**WRITTEN PROBLEM:** Copy out the lines below word for word, without the pictures.

########

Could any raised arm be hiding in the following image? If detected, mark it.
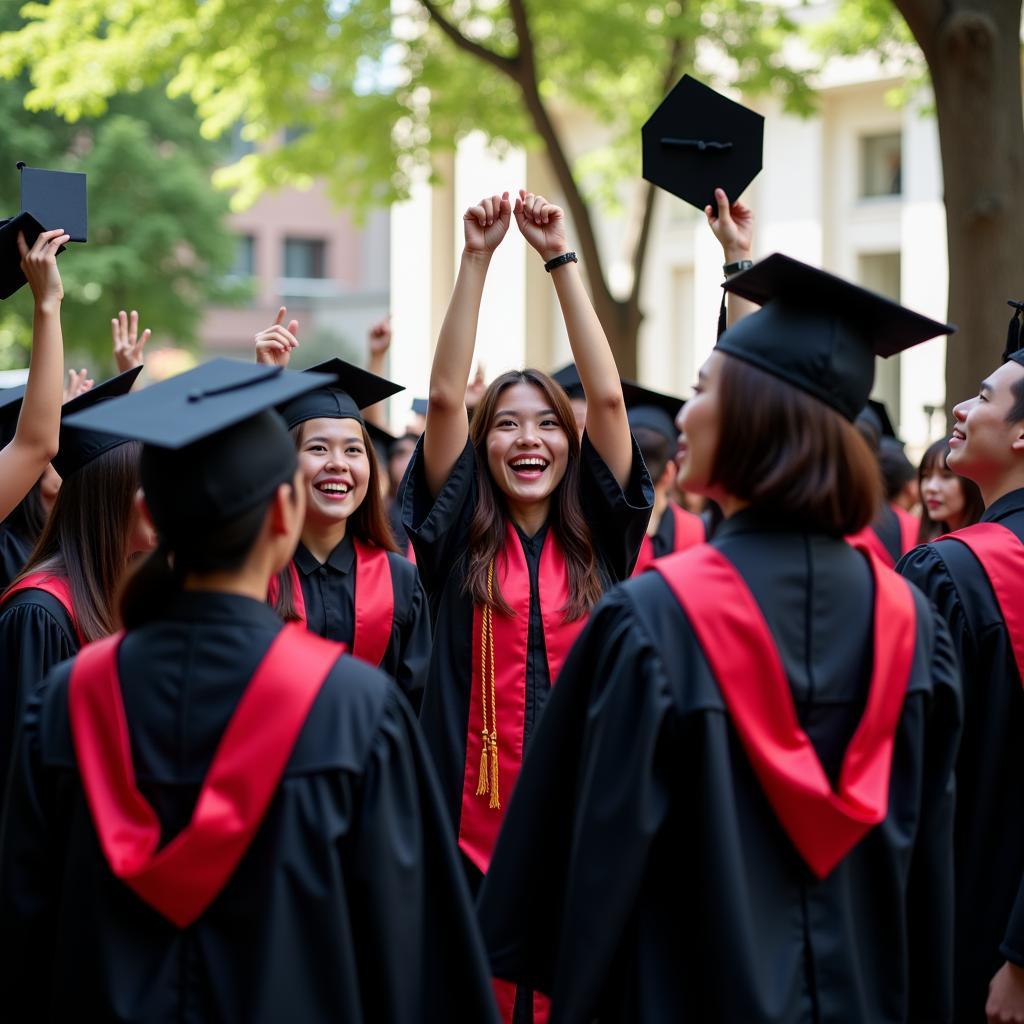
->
[515,190,633,486]
[0,228,71,519]
[705,188,760,327]
[423,193,512,495]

########

**WORKED SOLUTION:**
Could any raised arm be hiding in the following image? If detected, mark it.
->
[515,190,633,486]
[0,228,71,519]
[705,188,760,327]
[423,193,512,495]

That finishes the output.